— Begin Excerpt —

Hi, I’m having a little trouble, I have been dating a girl around 1 month, yesterday I went out on a date with her in a picnic on the park I usually taking her home around 10 but this time things started to get hot and we ended in my home, and I ended taking her home at 1am, she told me her dad was very angry and he wants to talk to me.
We both are 19y, and we are not in a relationship yet but I want and she wants a long term relationship, I have little experience in relationships she would be my second girlfriend

What do you think her dad will tell me?
All this to be prepared or at least to have an idea to what expect to talk

Greetings;)

34 comments
  1. She is 19 years old, which makes her an adult- a young adult- but an adult nonetheless. She isn’t your girlfriend, and by the sounds of it this isn’t a friendly invite to meet the family, this is some prick who wants to lay down the law.

    I would straight up tell her you are dating an adult not a child, she is responsible for her relationship with her Dad and she is also responsible for what time she wants to go home, you made sure she got home safely and was looked after, you did your bit. Say you aren’t in a relationship as of yet, if it gets that far then it will be appropriate to meet family and friends etc but until that point absolutely not. If that is an issue let her go, that is not the type of drama you want when you are trying to get to know somebody, you want to date a responsible young lady with a healthy relationship with her parents, not a little girl who has a bed time to adhere to.

  2. I would not go inside of dad’s house. Have that conversation outside if the woman is worth all that trouble anyway.

  3. She’s 19, not 16. She can deal with her dad, who seems very overbearing. This isn’t your fight.

  4. Her dad being mad at you for her not keeping track of the time isn’t your fault. If you end up talking to him and he’s not outright hostile I’d say just roll with it. If he’s a total ass, good luck dating her, no matter what you do you’ll be starting in the wrong. You will either stand there and take a verbal (hopefully only verbal) beating from him, or tell him that she was responsible for being home on time and piss him off.

— End Excerpt —
— Begin Supplied data —

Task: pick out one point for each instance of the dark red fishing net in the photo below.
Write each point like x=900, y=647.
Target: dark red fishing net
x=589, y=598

— End Supplied data —
— Begin Supplied data —

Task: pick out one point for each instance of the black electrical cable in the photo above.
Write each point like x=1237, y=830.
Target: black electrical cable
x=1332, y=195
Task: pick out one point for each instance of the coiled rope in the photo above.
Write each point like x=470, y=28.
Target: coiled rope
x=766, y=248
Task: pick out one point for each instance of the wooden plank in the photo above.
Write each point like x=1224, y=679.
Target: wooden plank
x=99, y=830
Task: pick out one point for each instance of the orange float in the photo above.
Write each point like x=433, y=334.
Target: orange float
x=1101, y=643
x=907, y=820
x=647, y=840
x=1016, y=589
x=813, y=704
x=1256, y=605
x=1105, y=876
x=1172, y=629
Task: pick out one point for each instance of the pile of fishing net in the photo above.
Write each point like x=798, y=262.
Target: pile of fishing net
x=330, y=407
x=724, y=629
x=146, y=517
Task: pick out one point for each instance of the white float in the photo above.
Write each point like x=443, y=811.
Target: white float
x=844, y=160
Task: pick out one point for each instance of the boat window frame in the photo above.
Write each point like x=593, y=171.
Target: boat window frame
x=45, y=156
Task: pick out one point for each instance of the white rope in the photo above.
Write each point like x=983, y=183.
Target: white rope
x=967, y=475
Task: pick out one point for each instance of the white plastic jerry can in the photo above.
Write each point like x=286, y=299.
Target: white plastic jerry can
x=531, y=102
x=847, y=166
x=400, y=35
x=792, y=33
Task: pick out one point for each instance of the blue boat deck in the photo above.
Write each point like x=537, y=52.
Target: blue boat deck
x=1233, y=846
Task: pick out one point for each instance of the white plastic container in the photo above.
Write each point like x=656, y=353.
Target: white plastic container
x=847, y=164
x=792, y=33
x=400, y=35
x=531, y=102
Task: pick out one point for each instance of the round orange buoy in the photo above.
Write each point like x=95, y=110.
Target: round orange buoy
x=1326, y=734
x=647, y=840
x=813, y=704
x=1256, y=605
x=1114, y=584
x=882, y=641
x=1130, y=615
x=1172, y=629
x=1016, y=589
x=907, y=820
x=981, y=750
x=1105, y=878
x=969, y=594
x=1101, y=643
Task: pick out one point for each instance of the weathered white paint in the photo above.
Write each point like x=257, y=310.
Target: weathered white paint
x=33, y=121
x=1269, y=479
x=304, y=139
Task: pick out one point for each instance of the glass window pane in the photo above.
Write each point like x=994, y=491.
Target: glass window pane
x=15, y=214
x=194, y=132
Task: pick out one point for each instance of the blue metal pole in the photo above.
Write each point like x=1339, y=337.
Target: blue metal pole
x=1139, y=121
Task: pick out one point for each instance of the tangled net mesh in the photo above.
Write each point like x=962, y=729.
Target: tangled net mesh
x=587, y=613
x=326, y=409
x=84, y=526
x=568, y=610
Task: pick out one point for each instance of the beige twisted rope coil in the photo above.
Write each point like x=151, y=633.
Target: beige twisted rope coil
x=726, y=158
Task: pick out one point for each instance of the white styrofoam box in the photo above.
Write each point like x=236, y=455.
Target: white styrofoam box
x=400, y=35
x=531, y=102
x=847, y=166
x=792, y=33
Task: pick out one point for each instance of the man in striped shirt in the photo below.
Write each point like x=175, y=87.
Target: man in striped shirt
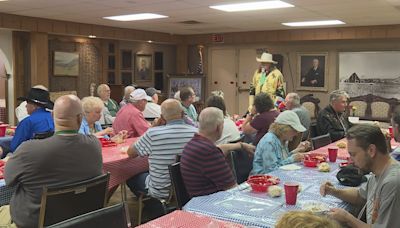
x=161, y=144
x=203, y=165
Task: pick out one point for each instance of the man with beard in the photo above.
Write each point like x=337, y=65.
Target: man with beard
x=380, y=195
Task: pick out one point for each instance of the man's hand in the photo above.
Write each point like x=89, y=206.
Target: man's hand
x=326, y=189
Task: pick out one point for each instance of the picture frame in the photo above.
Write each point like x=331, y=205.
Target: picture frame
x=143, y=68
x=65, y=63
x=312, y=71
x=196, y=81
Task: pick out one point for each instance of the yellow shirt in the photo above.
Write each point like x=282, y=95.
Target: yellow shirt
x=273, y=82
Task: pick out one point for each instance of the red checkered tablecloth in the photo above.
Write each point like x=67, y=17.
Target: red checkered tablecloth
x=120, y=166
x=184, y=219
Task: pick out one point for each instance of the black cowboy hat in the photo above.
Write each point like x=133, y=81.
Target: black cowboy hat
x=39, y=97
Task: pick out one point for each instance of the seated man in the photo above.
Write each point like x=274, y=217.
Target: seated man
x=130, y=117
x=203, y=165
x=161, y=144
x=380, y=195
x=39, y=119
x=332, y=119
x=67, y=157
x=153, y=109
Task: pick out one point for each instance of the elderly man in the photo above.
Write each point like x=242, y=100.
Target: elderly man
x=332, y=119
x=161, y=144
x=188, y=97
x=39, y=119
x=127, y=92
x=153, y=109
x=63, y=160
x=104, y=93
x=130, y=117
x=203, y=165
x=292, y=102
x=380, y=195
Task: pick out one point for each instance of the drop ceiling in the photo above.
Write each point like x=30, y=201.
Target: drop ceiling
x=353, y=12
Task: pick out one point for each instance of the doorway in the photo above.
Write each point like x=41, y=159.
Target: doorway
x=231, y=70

— End Supplied data —

● **What you need to do**:
**A)** In the thread, condense the paragraph that begins "I would straight up tell her" into a short bulleted list that keeps its main points.
**B)** Answer these questions from the thread, one answer per line:
(i) How old are the writer and the girl?
(ii) At what time did the writer take her home after the picnic date?
(iii) Where does the second comment say the conversation with her dad should take place?
None of the data is needed for this.

● **The responses**:
**A)**
- Tell her you are dating an adult, not a child.
- She is responsible for her relationship with her dad and for when she goes home.
- You made sure she got home safely and was looked after, so you did your part.
- Say you aren't in a relationship yet. Meeting family and friends would be appropriate only if it gets that far.
- If that is a problem, let her go. You want a responsible young woman with a healthy relationship with her parents, not one with a bedtime.

**B)**
(i) Both are 19.
(ii) At 1am.
(iii) Outside, not inside the dad's house.